■ **Records supplied**:
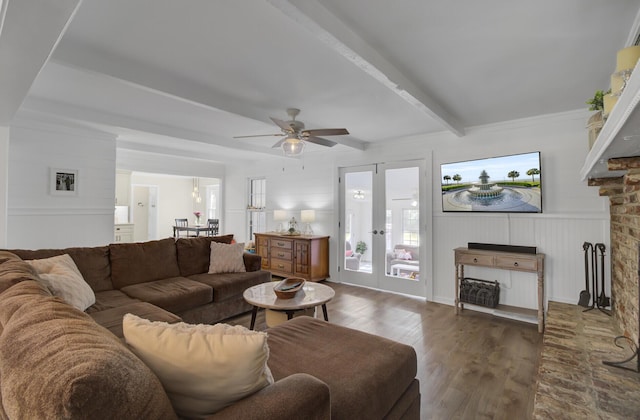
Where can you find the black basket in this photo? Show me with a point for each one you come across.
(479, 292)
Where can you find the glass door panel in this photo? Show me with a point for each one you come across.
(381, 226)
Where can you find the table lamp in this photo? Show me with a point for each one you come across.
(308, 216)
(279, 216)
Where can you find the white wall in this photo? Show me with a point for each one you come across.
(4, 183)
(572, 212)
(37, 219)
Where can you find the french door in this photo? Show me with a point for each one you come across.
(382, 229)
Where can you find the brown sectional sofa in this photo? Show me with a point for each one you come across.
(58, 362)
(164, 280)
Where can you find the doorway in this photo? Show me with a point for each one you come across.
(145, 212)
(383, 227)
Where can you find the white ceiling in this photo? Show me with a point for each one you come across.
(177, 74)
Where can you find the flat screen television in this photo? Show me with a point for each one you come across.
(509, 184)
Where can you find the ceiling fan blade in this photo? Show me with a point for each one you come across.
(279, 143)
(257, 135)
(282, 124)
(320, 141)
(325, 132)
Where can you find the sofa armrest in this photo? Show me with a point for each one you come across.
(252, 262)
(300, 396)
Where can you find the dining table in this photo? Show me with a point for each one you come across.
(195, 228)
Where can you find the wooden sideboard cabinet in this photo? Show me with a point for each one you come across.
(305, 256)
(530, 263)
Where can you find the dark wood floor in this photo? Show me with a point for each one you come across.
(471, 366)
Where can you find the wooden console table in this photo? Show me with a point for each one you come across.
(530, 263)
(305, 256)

■ **Task objective**: Please set down the lines above word for word and leave out the pictures.

■ **Response to this task**:
Where can you find the black basket in this photo? Show me with a point for each one you come across.
(479, 292)
Where can you find the glass door panel in this photo? Show me with a point for each one you come across.
(381, 226)
Where can you find the table lamp in this photo? Show me with a point for each one you come across.
(308, 216)
(279, 216)
Where can you find the white wall in this photo? Show me with a point for each one you come across.
(4, 183)
(572, 212)
(37, 219)
Where can you find the french door in this photo? Show me with a point for each one you come across.
(382, 229)
Where can you find the brown sectional sofa in this photo? Show me with a point for each one you come across.
(58, 362)
(164, 280)
Where can you find the doorway in this photo? Show me with a point for each one you come across.
(145, 212)
(383, 227)
Where can you find the white ceiling in this photo? Show me with a point for each one you come across.
(177, 74)
Where can you find the flat screen television in this photo? Show me with a point for each one you come across.
(509, 184)
Where can you find the ceiling fan blade in this photo? Show me with a point for each one you come across.
(279, 143)
(257, 135)
(282, 124)
(320, 141)
(325, 132)
Where can you find the sofa armrest in this photo? Show me with a point for each one you come across.
(252, 262)
(300, 396)
Where can you find the dining table in this photo? Show me with a point for each one you come across.
(195, 228)
Where can you find the wooden sideboard cabinet in this photo? Show me with a point for each one you come across.
(305, 256)
(530, 263)
Where can you find the dark wood floor in this photo? Show me with a point for each one you come across.
(471, 366)
Where can you find the wooden console table in this photo? Show me with a point for each one you come across.
(530, 263)
(305, 256)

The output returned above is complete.